- _Exercise task a_
In the tribute to Mark Biano, copy the part starting with "The article is" and going on through "will miss him.", but put "doctoral student" in place of "graduate student".

- _Passage_

•••••

Thursday, October 09, 2003

Israeli Politics
October 2003

Mark Biano

Dear friends and colleagues,

The last weekend was a long one for me. CNN brought the news about the suicide bombing at Maxim immediately after it happened on Saturday 4 October 2003, but without names of casualties. I logged to Haaretz newspaper website first thing Tuesday morning and was shocked to see that Mark Biano, age 29, and his wife were the first names on the list of casualties. I was literally shivering.

Mark was one of the best research students I've ever had in eighteen years of teaching. He submitted a seminar paper that, in my opinion, could have been developed into a very good MA thesis. His final grade was the highest in the class. As a matter of fact, his seminar paper was so good that I proposed to invest some more work in it and to submit the paper for scholarly publication. May I note that I rarely suggested this to an undergraduate student. Mark’s case was one of those exceptional occasions that a teacher feels he or she was truly enlightened by the impressive academic scholarship of a seminar student.

The article is still under consideration. I encouraged Mark to pursue MA in our department of communication and was happy when he decided to rejoin our department as a graduate student. I will miss him.

Mark was a highly motivated, serious person, with a somewhat shy smile on his face. He was a person that always thought at least two steps ahead. In everything that he did, he tried to do it in the best possible way. He was a dedicated student, a dedicated journalist, and I am sure a dedicated family man. When he spoke about his wife, his smile always became larger, and he seemed taller than he was. He was a delightful man to have around.

•••••

- _Exercise data_
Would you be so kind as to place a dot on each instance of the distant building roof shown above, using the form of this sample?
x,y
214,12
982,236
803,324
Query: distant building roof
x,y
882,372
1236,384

•••••

- _Exercise task b_
Turn every line of the records into a Markdown table with the columns No. and Line, numbering each row and leaving out blank lines.

- _Correct output a_
The article is still under consideration. I encouraged Mark to pursue MA in our department of communication and was happy when he decided to rejoin our department as a doctoral student. I will miss him.

- _Correct output b_
| No. | Line |
|---|---|
| 1 | Would you be so kind as to place a dot on each instance of the distant building roof shown above, using the form of this sample? |
| 2 | x,y |
| 3 | 214,12 |
| 4 | 982,236 |
| 5 | 803,324 |
| 6 | Query: distant building roof |
| 7 | x,y |
| 8 | 882,372 |
| 9 | 1236,384 |